● **Aufgabe 1**
Schreibe in den Zeilen der Daten den Abschnitt neu, der mit der Zeile mit „job: provide the outline of every instance of the long“ beginnt und bis einschließlich der Zeile mit „POLYGON ((94 49, 96“ reicht, und ersetze dabei „long industrial building“ durch „warehouse“, ohne sonst etwas zu ändern.

● **Ausgewählter Text**
^^^^^^^^

Italiens Innenminister „Capitano“ Salvini inszeniert sich als Volkstribun

Rom · Italiens Innenminister von der rechten Lega macht Politik gegen Ausländer. Seine Landsleute applaudieren. Jetzt ist ihm ein neuer Coup gelungen.

 Innenminister Matteo Salvini von der rechten Regierungspartei Lega kommt bei vielen Italienern gut an.

Innenminister Matteo Salvini von der rechten Regierungspartei Lega kommt bei vielen Italienern gut an.

Foto: dpa/Luca Bruno

Italiener haben ein Faible für starke Männer. Der faschistische Diktator Benito Mussolini wird immer noch von vielen Landsleuten verehrt. Silvio Berlusconi bezirzte vor allem in den 90er Jahren Hausfrauen und Unternehmer. Seit einigen Jahren machen der lautstarke Komiker Beppe Grillo und die Fünf-Sterne-Bewegung von sich Reden. Inzwischen hat Italien schon wieder einen neuen starken Mann: Matteo Salvini, geboren 1973 in Mailand, Journalist, Aktivist und seit Juni Innenminister und Vize-Ministerpräsident. Salvini ist Chef der stramm rechten Lega, die eigentlich nur Junior-Partner in der Regierung mit der Grillo-Bewegung ist. Aber alle Augen richten sich auf ihn, den Innenminister. „Capitano“, Kapitän, rufen ihn seine Anhänger.

Die Sehnsucht nach starken Männern wird größer, wenn man sich selbst als eher schwach empfindet. Dieses Gefühl ist in Italien schon seit Jahren verbreitet. Spätestens seit der Wirtschafts- und Finanzkrise ab 2008 ist dem Land die Strategie des anarchischen Durchwurstelns abhanden gekommen, die Staatskassen sind leer, Brüssel wacht mit Argusaugen. In den vergangenen Jahren sind etwa eine halbe Million Migranten an den Küsten des Mittelmeer-Landes angekommen. Viele junge Menschen verlassen Italien, die Älteren im Land werden immer älter, die Geburtenrate ist die niedrigste in der EU. Wo man auch hinblickt, in den Norden oder Süden, die Stimmung ist verzagt in Italien. Beste Bedingungen für einen Volkstribun.

Matteo Salvini hat wie kein anderer Politiker in Italien die Depression, Angst und Wut seiner Landsleute erfasst und ausgenutzt. Bei den Wahlen im März erzielte seine Lega 17 Prozent der Stimmen, heute würden Umfragen zufolge mehr als 30 Prozent der Italiener die Lega wählen. Seit Juni ist Salvini im Amt, der frühere Mailänder Stadtrat und EU-Parlamentarier bombardiert seine Landsleute seither mit Parolen, jetzt sollen die Fakten folgen.

^^^^^^^^

● **Bereitgestellte Daten**
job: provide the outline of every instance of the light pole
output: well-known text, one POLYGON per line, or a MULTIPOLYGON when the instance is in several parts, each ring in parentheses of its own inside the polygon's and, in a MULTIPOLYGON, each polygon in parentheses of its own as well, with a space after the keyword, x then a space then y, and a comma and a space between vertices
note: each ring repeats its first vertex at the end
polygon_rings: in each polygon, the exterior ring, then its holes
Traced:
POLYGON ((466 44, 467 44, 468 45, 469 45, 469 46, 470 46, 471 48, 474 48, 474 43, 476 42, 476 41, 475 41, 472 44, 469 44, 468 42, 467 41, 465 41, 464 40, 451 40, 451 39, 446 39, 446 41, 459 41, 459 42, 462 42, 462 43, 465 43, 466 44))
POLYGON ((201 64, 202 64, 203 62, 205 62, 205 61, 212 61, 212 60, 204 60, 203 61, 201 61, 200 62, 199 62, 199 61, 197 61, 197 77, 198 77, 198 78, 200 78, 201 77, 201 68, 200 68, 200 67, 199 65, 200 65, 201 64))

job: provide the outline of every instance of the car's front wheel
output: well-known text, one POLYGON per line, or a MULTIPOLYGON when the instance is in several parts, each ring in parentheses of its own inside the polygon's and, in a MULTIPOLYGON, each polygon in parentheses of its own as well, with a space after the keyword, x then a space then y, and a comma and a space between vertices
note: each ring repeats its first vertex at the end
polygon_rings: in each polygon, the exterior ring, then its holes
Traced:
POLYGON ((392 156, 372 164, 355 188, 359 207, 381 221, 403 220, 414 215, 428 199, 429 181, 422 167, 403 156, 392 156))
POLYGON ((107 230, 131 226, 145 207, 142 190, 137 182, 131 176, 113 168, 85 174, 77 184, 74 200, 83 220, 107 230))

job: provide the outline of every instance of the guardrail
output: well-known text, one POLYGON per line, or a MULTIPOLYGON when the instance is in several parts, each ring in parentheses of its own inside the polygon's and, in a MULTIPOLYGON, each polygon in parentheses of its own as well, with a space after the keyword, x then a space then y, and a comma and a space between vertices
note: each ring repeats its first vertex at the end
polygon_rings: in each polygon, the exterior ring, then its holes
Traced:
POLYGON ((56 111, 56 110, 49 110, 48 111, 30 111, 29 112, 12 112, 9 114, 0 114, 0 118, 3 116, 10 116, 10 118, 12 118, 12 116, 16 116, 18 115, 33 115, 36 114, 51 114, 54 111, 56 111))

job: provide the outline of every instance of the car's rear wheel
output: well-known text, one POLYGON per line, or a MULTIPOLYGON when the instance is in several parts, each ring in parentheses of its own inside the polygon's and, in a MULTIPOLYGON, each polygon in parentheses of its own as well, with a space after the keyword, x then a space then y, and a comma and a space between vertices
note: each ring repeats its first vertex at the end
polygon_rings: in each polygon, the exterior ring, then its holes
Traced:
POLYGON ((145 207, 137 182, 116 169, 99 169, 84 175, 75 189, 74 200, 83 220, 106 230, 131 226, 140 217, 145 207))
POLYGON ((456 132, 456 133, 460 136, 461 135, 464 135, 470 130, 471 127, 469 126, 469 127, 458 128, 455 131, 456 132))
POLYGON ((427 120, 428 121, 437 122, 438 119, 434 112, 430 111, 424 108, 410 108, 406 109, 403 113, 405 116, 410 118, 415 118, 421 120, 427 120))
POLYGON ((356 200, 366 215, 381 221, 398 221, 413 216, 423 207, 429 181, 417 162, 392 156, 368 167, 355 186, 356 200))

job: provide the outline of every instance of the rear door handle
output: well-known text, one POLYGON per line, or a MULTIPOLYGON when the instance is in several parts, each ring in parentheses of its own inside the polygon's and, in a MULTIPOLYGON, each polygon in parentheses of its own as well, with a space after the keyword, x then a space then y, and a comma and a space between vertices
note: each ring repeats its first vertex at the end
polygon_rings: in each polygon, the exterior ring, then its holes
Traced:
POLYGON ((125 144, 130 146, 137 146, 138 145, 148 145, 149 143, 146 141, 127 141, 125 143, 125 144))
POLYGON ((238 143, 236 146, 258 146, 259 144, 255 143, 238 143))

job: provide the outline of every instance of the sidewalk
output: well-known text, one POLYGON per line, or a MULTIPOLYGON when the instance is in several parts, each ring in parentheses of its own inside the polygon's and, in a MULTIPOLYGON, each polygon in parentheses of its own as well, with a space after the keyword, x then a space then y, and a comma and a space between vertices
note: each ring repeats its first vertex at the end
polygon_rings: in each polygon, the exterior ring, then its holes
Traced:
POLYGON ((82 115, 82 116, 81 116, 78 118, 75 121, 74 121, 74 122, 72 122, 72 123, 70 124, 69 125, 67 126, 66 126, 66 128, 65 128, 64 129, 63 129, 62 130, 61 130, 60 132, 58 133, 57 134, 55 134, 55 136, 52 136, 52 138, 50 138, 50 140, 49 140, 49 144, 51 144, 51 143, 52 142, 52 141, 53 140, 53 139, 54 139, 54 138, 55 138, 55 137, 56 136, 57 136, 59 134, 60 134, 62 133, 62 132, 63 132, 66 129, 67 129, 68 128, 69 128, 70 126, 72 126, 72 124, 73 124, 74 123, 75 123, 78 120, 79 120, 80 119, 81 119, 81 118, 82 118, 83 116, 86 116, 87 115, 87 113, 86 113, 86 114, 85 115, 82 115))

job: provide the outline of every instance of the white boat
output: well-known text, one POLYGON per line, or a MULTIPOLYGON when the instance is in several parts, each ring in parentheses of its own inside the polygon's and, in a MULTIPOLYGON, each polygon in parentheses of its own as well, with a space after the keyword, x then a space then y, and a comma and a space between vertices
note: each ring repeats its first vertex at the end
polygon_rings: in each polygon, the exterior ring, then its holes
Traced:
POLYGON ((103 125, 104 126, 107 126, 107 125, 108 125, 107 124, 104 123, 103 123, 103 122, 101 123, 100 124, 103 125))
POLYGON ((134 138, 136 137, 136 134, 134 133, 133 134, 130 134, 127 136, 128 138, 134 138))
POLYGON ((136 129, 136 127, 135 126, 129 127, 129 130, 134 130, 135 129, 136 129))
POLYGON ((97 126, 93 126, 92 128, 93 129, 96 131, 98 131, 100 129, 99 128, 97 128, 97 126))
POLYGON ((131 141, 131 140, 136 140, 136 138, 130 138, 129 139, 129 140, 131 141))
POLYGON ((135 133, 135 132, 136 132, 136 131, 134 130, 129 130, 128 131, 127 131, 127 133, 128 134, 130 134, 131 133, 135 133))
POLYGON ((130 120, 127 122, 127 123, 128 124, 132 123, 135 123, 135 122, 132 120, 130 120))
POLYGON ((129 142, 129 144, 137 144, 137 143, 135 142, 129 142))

^^^^^^^^

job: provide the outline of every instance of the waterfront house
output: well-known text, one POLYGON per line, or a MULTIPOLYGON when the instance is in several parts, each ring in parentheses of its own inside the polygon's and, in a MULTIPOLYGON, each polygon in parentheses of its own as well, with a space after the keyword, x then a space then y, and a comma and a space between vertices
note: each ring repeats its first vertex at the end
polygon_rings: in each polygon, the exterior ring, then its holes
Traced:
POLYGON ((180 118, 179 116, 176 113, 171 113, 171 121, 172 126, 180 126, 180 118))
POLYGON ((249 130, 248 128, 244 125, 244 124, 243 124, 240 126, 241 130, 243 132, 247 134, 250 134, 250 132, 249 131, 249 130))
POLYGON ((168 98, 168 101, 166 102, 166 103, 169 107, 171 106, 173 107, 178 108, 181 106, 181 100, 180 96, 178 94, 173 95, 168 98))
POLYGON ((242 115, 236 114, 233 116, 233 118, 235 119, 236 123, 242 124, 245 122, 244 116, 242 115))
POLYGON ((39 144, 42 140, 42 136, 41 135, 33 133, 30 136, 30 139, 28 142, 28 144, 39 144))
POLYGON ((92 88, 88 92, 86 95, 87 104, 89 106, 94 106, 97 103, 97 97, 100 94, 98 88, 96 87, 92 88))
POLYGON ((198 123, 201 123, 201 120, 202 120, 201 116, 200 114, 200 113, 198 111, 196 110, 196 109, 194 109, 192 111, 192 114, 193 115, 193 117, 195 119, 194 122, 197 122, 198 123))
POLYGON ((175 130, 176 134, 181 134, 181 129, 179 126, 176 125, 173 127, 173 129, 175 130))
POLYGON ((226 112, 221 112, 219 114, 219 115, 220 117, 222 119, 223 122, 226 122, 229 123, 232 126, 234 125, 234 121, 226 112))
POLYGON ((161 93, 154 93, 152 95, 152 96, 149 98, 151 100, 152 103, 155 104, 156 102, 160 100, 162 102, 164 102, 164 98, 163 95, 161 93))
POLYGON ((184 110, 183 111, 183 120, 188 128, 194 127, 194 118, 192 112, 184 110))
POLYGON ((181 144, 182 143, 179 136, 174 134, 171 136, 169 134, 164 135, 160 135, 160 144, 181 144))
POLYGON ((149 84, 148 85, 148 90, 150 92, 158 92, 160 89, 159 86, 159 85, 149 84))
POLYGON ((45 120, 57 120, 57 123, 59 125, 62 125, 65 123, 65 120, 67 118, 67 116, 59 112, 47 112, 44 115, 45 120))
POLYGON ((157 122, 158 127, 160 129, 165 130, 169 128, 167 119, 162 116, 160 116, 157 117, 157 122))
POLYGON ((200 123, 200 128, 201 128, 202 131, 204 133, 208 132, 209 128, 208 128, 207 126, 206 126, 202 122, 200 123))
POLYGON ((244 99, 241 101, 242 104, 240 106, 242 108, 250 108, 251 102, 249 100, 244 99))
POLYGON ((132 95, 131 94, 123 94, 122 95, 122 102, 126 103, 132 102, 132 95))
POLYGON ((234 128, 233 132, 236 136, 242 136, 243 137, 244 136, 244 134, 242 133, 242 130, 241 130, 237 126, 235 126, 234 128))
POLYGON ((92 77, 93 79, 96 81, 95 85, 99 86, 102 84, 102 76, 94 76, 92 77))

^^^^^^^^

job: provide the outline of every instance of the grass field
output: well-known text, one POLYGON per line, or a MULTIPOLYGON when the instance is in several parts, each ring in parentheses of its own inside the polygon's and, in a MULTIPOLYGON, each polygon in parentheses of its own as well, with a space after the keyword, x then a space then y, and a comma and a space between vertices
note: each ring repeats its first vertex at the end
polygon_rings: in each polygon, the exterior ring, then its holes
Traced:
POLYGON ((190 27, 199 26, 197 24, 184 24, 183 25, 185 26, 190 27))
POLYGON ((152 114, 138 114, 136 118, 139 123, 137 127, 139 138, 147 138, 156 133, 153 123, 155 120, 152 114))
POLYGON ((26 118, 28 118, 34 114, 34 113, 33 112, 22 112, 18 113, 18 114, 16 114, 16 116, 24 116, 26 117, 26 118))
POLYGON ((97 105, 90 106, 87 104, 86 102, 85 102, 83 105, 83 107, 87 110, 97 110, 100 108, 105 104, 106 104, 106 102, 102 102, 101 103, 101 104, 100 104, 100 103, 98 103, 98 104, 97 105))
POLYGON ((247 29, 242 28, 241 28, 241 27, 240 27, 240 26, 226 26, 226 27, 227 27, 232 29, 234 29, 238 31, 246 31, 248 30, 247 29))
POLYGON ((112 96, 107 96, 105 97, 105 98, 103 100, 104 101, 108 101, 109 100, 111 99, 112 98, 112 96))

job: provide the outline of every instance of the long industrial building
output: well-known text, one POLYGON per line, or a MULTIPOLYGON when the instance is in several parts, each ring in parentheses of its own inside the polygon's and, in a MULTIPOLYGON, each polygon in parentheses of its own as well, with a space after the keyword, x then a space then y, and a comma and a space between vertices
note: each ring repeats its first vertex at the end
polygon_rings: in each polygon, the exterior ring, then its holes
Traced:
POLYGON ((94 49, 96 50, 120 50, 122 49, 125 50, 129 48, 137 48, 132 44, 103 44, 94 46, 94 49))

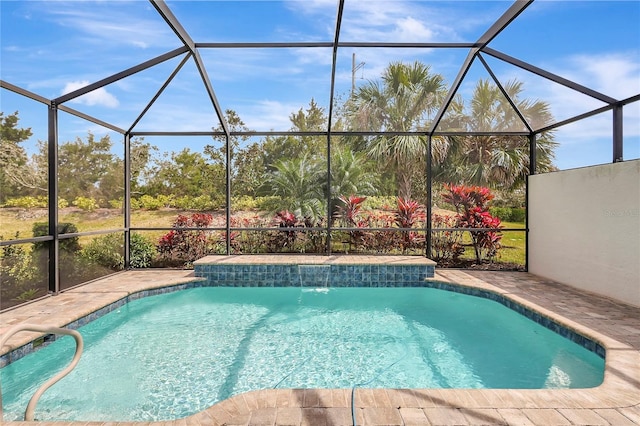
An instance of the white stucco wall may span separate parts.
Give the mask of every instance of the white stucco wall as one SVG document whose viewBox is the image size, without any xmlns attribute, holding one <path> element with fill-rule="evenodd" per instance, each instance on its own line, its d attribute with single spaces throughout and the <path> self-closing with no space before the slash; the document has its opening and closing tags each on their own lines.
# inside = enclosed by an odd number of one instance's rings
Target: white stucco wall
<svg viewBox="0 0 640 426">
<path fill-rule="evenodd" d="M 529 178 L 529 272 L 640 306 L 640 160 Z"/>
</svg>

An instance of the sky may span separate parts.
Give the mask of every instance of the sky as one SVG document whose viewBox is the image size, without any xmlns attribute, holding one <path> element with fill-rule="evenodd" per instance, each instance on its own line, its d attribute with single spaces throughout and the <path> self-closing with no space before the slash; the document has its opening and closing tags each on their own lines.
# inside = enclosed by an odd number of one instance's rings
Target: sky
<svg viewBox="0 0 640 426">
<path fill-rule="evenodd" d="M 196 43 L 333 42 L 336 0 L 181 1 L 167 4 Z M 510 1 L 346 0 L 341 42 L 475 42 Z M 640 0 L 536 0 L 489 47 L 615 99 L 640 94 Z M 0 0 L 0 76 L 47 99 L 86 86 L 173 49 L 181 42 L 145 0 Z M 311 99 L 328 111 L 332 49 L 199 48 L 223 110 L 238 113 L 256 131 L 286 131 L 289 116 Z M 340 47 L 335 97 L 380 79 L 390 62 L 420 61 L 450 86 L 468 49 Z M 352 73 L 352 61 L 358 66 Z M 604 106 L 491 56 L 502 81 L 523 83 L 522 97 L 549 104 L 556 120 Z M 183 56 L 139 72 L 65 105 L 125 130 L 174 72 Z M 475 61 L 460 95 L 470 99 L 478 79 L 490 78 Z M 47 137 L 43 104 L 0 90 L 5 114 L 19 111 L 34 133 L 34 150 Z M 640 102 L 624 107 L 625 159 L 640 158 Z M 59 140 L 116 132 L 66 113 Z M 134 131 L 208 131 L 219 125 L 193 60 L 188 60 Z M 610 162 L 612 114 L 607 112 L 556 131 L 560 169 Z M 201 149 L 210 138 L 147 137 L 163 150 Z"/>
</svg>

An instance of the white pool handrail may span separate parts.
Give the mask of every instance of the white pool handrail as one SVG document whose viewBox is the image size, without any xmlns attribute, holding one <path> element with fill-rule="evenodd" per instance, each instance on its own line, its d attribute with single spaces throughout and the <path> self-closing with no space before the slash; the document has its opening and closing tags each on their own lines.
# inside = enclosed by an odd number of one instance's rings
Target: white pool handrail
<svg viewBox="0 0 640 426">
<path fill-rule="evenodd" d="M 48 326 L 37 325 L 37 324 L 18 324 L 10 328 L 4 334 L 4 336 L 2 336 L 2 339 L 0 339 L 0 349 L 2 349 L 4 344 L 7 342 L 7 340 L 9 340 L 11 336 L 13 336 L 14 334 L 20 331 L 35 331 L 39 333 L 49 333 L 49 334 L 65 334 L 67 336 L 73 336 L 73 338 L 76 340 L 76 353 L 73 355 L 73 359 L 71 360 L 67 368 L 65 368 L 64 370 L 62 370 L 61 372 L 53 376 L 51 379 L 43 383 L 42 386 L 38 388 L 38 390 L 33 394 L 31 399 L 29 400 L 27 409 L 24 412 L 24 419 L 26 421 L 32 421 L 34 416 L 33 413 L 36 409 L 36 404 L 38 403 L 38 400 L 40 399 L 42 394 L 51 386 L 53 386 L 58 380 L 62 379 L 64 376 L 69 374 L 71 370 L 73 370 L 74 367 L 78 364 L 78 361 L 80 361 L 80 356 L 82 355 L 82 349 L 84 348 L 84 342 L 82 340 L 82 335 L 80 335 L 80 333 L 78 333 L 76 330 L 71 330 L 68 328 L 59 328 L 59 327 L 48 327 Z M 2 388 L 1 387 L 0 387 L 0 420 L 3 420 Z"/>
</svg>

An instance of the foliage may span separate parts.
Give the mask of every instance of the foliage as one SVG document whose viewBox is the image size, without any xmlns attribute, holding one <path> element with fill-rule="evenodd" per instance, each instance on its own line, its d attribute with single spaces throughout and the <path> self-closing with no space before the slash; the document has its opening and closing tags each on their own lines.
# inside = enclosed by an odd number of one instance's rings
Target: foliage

^^^^^^^^

● **Aufgabe 2**
Fasse den Absatz im Artikel über Salvini, der mit „Die Sehnsucht nach starken Männern“ beginnt, als Stichpunktliste zusammen und behalte dabei seine wichtigsten Fakten bei.

● **Musterlösung 1**
job: provide the outline of every instance of the warehouse
output: well-known text, one POLYGON per line, or a MULTIPOLYGON when the instance is in several parts, each ring in parentheses of its own inside the polygon's and, in a MULTIPOLYGON, each polygon in parentheses of its own as well, with a space after the keyword, x then a space then y, and a comma and a space between vertices
note: each ring repeats its first vertex at the end
polygon_rings: in each polygon, the exterior ring, then its holes
Traced:
POLYGON ((94 49, 96 50, 120 50, 122 49, 125 50, 129 48, 137 48, 132 44, 103 44, 94 46, 94 49))

● **Musterlösung 2**
- Die Sehnsucht nach starken Männern wächst, wenn man sich selbst als schwach empfindet. Dieses Gefühl ist in Italien seit Jahren verbreitet.
- Spätestens seit der Wirtschafts- und Finanzkrise ab 2008 fehlt dem Land die Strategie des anarchischen Durchwurstelns. Die Staatskassen sind leer, und Brüssel wacht mit Argusaugen.
- In den vergangenen Jahren sind etwa eine halbe Million Migranten an den Küsten angekommen.
- Viele junge Menschen verlassen Italien, die Älteren werden immer älter, und die Geburtenrate ist die niedrigste in der EU.
- Im Norden wie im Süden ist die Stimmung verzagt. Das sind beste Bedingungen für einen Volkstribun.